┏━━

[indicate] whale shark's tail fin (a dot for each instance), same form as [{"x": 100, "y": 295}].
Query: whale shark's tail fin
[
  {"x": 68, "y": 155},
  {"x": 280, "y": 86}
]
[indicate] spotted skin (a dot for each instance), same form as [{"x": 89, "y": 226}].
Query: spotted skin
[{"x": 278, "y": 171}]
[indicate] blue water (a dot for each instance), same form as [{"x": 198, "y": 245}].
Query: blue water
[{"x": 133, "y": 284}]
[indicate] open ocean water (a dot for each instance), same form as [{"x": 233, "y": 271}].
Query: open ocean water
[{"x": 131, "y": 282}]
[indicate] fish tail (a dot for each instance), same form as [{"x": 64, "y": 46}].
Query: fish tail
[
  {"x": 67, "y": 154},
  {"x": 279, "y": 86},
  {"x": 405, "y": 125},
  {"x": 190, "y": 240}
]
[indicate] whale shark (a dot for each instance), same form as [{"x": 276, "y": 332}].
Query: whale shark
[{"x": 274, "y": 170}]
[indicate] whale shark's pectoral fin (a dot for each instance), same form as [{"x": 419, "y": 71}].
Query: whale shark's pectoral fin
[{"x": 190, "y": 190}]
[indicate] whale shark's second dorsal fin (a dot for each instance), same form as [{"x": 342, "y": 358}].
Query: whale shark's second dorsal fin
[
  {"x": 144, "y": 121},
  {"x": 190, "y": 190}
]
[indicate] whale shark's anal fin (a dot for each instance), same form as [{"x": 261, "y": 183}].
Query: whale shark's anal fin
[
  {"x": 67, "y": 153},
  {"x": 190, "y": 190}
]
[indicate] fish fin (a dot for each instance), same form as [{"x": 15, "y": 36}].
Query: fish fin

┗━━

TASK REQUIREMENTS >> Format all the entries above as a JSON list of strings, with one string for each line and blank lines left out.

TASK SOLUTION >>
[
  "[indicate] whale shark's tail fin (a dot for each instance), same form as [{\"x\": 100, \"y\": 295}].",
  "Query: whale shark's tail fin",
  "[",
  "  {\"x\": 68, \"y\": 155},",
  "  {\"x\": 280, \"y\": 86}",
  "]",
  "[indicate] spotted skin (a dot for each instance), same form as [{\"x\": 89, \"y\": 226}].",
  "Query: spotted skin",
  "[{\"x\": 278, \"y\": 171}]",
  "[indicate] blue water (a dot for each instance), same form as [{\"x\": 198, \"y\": 245}].",
  "Query: blue water",
  "[{\"x\": 133, \"y\": 284}]",
  "[indicate] open ocean water (a dot for each instance), same form as [{\"x\": 233, \"y\": 271}].",
  "Query: open ocean water",
  "[{\"x\": 131, \"y\": 282}]",
  "[indicate] fish tail (a dot for each instance), same form as [{\"x\": 64, \"y\": 46}].",
  "Query: fish tail",
  "[",
  "  {\"x\": 67, \"y\": 154},",
  "  {\"x\": 279, \"y\": 86},",
  "  {\"x\": 405, \"y\": 125},",
  "  {\"x\": 190, \"y\": 240}",
  "]",
  "[indicate] whale shark (a dot for each instance), same form as [{\"x\": 276, \"y\": 332}].",
  "Query: whale shark",
  "[{\"x\": 274, \"y\": 170}]",
  "[indicate] whale shark's pectoral fin (a dot for each instance), same form as [{\"x\": 419, \"y\": 71}].",
  "Query: whale shark's pectoral fin",
  "[{\"x\": 190, \"y\": 190}]",
  "[indicate] whale shark's second dorsal fin (a dot for each instance), same form as [{\"x\": 342, \"y\": 358}].",
  "Query: whale shark's second dorsal fin",
  "[",
  "  {\"x\": 144, \"y\": 121},",
  "  {\"x\": 190, \"y\": 190}",
  "]",
  "[indicate] whale shark's anal fin (a dot for each instance), same form as [{\"x\": 261, \"y\": 183}].",
  "Query: whale shark's anal fin",
  "[",
  "  {\"x\": 67, \"y\": 153},",
  "  {\"x\": 190, \"y\": 190}",
  "]",
  "[indicate] fish fin (a dot for each instance), same form as [{\"x\": 15, \"y\": 36}].",
  "Query: fish fin"
]